Passage provided:
— Start —

Chat talk and light discussion
Sat Nov 17, 2012 12:46 am
I saw The Master at the cinema today. Paul Thomas Anderson's latest film, which stars Philip Seymour Hoffman, Joaquin Phoenix and Amy Adams. The story centres around the relationship between Phoenix's traumatised ex-marine, Freddy, and Hoffman's cult leader, Lancaster Dodd. Freddy comes to Dodd by chance after fleeing a previous job in which he inadvertently poisons an elderly man with his home-made booze. And here, on board a boat where Dodd serves as minister during his son's wedding, is where Dodd and Freddie begin to form their relationship -- one of master and pupil, but, equally, commander and soldier, or master and slave. Dodd recognising something in Freddie and, as he takes his teaching from state-to-state, takes the volatile, juvenile and sexually obsessed Freddie under his wing.
Both Phoenix and Hoffman are sensational here. Phoenix's Freddie is like a twisted spring that still has some coil and a sharp end. Physically, and emotionally, this is one of 2012's best performances, and a career-best from Phoenix, whose intensity, hunched body and deep eyes are engrossing and fascinating in equal measure. Hoffman is more imposing, standing tall, performing without giving a performance, appearing to relish playing this quandary of a man, who can allure and seduce with a gentility that makes his venomous outbursts and an occasionally dropped facade all the more startling. This is also one Hoffman's best performances, and one for the ages, which is punctuated by the calm and resolute nature of his wife, Peggy, who is played splendidly by Amy Adams. Comforting and guiding Dodd, there are shades of a Eleanor Shaw Iselin here, as Peggy plays the prim and proper wife in public, but pulls strings and manipulates in private, her mechanisms turning the wheels of Lancaster's public persona. It's a subtle, very wonderful performance that Adams gives here.
With regards to Anderson, his writing and direction remain consistently of the highest standard. His framing, shot composition and ability to make the camera a living, breathing entity next to his characters, and within the story, establish a true sense of place and time. Furthermore, Mihai Malaimare, Jr.'s cinematography is stellar, creating sumptuous, canvas-like visuals on which Anderson paints under Jonny Greenwood's distinct score. Expect considerable attention come awards season.
Sat Nov 17, 2012 6:15 pm
Will certainly be catching 'The Master' greystoke. I'm a huge fan of both Hoffman and Phoenix and this sounds one to watch. Bought tickets to see 5 movies at the 4th annual Doha TriBeCa Film Festival earlier today and will post after each. Robert De Niro is in town to give a talk tomorrow but sold out.
Sat Nov 17, 2012 7:53 pm
I hope you enjoy The Master, Delboy. And the Doha Tribeca -- it would have been great to see DeNiro in conversation. Is it there he's discussing 100 years of Universal studios?

— End —

Task instructions:
(A) Translate this sentence from the forum discussion of The Master into Spanish: "Both Phoenix and Hoffman are sensational here."
(B) Extend the forum discussion of The Master with a new passage that picks up after its final line.

[Segmentation labeling entries]
— Start —

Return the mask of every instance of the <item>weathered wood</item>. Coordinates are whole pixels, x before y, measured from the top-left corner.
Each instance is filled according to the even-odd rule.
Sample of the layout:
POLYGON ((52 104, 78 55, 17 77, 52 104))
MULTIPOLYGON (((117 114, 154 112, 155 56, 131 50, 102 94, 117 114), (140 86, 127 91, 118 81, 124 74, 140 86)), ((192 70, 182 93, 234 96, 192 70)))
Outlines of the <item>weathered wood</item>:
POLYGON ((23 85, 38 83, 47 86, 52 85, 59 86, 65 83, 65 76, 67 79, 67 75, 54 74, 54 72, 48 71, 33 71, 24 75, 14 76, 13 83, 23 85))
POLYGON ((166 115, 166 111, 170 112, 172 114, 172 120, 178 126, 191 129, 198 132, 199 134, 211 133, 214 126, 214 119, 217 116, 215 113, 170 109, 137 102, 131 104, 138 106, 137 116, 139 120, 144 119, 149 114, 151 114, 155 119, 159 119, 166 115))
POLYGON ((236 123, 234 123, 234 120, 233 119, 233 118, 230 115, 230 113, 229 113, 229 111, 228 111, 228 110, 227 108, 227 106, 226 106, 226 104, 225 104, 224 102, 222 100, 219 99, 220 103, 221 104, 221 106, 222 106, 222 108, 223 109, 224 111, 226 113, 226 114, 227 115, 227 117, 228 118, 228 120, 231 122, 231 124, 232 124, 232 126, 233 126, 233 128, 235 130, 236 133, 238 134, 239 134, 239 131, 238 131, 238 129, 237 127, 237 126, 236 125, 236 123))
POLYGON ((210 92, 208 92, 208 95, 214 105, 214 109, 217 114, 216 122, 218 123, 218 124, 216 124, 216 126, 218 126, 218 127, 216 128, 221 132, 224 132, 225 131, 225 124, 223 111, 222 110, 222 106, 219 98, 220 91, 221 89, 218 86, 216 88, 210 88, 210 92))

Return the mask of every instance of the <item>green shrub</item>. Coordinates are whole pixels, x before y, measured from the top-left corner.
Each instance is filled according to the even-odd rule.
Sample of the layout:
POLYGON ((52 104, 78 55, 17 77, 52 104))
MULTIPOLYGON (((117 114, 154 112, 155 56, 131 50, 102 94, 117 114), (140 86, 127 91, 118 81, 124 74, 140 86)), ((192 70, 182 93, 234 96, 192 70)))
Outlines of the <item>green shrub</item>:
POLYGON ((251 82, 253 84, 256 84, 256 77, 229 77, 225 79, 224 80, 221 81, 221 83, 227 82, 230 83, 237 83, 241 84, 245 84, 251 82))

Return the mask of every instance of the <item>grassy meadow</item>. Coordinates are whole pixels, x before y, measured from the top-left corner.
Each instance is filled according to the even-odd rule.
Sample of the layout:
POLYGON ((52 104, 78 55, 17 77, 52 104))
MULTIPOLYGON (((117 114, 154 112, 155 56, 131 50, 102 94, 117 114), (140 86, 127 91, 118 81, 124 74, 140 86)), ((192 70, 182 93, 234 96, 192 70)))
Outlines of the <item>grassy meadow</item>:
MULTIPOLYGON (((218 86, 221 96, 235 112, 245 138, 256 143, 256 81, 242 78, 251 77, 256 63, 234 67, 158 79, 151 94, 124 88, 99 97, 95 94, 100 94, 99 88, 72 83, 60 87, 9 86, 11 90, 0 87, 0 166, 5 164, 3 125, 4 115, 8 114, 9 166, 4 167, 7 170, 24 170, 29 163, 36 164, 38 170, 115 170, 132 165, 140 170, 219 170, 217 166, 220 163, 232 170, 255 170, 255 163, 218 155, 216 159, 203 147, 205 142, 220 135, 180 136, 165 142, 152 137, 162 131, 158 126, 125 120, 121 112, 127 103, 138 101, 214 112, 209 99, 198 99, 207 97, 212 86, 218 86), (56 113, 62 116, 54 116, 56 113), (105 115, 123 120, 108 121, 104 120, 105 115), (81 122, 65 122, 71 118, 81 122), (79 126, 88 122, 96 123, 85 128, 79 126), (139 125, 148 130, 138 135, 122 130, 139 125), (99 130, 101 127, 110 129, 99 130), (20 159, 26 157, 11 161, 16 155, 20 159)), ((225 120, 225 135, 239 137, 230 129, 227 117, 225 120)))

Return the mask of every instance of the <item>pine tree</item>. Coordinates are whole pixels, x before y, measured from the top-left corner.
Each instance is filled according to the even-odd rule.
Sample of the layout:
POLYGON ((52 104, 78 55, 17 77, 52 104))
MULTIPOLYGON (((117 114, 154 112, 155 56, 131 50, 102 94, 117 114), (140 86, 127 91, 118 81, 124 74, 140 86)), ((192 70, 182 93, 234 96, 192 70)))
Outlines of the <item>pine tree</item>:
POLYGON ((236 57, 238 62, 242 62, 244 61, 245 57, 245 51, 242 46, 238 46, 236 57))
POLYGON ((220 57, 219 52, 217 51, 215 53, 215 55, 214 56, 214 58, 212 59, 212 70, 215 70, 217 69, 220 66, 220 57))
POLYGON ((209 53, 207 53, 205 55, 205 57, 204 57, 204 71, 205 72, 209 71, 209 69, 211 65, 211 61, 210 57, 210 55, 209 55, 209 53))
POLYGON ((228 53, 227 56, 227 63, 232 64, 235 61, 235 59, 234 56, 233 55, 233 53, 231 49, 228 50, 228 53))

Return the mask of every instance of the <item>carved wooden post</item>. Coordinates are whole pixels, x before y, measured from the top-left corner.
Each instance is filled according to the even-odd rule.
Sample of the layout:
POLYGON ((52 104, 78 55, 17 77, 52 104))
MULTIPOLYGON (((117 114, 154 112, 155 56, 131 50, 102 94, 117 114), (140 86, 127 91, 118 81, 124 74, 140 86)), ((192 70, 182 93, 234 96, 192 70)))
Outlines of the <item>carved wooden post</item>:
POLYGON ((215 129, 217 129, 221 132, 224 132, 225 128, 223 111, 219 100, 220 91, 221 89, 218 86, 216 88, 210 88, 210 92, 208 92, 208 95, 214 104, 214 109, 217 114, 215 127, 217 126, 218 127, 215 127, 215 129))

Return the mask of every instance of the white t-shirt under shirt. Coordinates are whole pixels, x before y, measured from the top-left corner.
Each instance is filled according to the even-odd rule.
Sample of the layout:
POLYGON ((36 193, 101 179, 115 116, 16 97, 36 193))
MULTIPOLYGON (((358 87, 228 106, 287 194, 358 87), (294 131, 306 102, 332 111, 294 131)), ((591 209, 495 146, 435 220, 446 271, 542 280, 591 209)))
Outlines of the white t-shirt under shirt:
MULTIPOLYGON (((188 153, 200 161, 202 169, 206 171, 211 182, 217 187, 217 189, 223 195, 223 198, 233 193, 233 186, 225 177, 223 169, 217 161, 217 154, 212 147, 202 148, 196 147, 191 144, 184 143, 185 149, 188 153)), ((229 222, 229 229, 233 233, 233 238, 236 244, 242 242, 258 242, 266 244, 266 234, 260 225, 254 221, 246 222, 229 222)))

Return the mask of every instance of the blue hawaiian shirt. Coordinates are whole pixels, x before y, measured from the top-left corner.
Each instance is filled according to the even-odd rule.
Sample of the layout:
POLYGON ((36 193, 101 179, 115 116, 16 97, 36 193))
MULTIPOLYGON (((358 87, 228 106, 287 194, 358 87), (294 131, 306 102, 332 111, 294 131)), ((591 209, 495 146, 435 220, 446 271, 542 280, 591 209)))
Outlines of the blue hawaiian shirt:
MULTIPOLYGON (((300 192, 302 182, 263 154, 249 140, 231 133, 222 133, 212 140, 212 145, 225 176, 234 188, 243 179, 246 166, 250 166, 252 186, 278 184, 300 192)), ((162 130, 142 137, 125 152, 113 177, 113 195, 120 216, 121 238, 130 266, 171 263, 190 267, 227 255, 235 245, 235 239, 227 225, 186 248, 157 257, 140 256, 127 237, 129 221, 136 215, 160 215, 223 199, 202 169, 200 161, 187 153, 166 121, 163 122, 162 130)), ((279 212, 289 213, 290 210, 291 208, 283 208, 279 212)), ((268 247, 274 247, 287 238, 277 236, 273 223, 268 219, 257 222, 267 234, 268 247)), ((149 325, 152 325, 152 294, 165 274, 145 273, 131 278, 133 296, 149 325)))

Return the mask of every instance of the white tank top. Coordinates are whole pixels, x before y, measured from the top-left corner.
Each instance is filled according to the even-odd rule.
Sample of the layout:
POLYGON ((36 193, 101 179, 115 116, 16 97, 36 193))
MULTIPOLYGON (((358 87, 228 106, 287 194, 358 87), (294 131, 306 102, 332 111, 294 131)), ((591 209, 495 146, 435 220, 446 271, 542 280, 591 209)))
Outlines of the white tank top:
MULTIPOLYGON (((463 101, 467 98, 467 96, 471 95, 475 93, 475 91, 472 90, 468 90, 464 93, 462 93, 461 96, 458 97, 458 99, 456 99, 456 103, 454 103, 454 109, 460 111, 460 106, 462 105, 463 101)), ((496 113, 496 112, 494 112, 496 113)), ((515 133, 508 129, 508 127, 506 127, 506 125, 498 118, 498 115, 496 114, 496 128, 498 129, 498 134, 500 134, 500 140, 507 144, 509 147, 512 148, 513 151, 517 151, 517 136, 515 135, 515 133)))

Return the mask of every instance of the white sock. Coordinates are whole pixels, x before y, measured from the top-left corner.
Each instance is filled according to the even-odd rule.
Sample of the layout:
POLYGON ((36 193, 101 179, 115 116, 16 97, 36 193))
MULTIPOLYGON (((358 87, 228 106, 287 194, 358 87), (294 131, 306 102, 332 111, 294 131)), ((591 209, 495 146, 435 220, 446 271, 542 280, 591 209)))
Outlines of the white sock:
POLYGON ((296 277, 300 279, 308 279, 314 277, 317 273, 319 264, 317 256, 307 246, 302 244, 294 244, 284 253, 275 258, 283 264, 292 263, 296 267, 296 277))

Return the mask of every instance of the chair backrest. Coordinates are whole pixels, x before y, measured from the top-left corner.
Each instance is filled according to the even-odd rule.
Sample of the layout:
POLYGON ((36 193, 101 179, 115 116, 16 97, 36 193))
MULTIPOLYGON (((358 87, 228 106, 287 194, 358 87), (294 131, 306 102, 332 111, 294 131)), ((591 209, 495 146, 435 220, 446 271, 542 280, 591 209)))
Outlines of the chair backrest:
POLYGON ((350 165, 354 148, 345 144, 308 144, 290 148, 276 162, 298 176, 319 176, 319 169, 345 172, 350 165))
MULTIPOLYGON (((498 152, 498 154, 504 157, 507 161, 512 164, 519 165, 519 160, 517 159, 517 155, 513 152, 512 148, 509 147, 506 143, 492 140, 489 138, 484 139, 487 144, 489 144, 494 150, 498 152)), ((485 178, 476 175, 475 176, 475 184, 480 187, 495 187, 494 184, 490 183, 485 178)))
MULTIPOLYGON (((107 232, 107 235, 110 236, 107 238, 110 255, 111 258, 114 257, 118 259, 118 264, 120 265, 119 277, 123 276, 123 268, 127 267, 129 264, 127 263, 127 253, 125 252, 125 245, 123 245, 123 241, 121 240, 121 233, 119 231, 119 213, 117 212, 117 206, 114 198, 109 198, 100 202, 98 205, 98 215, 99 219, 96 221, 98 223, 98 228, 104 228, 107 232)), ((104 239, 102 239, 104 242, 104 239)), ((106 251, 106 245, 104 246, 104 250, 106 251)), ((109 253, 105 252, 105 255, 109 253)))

— End —

Task-by-task answers:
(A) Tanto Phoenix como Hoffman están sensacionales aquí.

(B)
Sat Nov 17, 2012 8:08 pm
I expect he will. The talk is moderated by Geoff Gilmore; Chief Creative Officer of TriBeCa enterprises so I expect it will focus on TriBeCa and emerging movie markets in the Middle East. De Niro has attended all four festivals to date. I will go anyway as they have opportunities for tickets for no shows. I was hoping to see 'The Reluctant Fundamentalist' which is opening the festival but it is also sold out. The director, Mira Nair, is also giving a talk.
Mon Nov 19, 2012 4:24 am
Nine years after the event, I finally watched The Day After Tomorrow! I'm really not one for Hollywood blockbusters, which is why I have always passed on such things, but it was on Film Four and so thought I would wallow in relatively mindless Hollywood tosh. Which, it's fair to say, it is. Hugely entertaining though, despite the presence of Dennis Quaid who I'm sure only has two expressions. It's interesting watching the film now and seeing Jake Gyllenhall in one of the key roles of his career, and he more than steals the acting honours from many of the more experienced cast. I was also rather surprised at how well it was put together - the various strands (and there are lots of them) blend together completely seamlessly, which is really quite an achievement...as is keeping my attention for two and half hours including plentiful adverts!
Perhaps I've been missing out on more brain-numbing entertainment that would fill a nice couple of hours. Well, that's what you get for studying and researching film, I guess.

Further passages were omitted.